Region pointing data
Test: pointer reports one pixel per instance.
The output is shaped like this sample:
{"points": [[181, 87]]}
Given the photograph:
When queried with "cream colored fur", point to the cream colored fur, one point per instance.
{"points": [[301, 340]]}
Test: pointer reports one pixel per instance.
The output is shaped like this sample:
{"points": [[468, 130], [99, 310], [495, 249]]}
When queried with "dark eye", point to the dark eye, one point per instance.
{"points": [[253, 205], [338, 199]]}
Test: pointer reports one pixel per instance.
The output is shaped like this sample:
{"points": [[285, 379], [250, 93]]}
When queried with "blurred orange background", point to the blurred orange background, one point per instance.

...

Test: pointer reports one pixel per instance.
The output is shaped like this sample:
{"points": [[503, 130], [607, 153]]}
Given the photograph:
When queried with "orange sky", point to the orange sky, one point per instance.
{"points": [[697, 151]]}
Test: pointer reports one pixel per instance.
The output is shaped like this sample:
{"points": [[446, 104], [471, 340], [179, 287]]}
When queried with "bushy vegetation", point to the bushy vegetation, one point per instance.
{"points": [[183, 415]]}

---

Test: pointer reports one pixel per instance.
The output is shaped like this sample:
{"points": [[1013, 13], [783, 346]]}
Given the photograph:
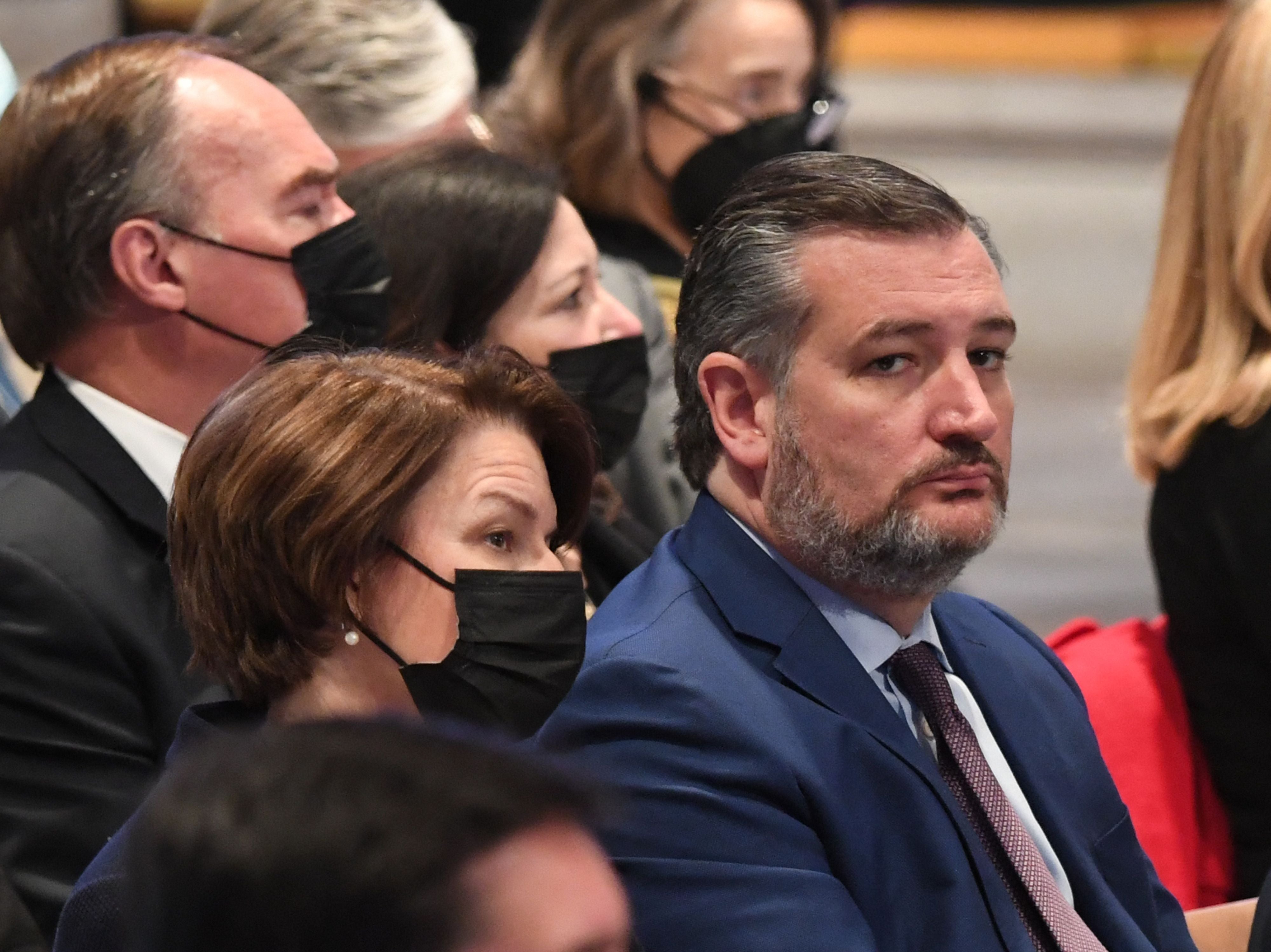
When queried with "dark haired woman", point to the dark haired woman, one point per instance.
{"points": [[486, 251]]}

■ **Your goal**
Quote the data above from the line containing "eye, one point per instance." to the line containing "background, one point per instance.", inclusive, and stop.

■ **Response**
When queried with "dark eye", point to the dark eye, one point per instance.
{"points": [[253, 205], [338, 199]]}
Test: pointer reports one pixel per instance.
The output is shaped like this sample:
{"points": [[285, 379], [250, 93]]}
When queried with "blurred orange background", point to the blurred orange background, one point per instance.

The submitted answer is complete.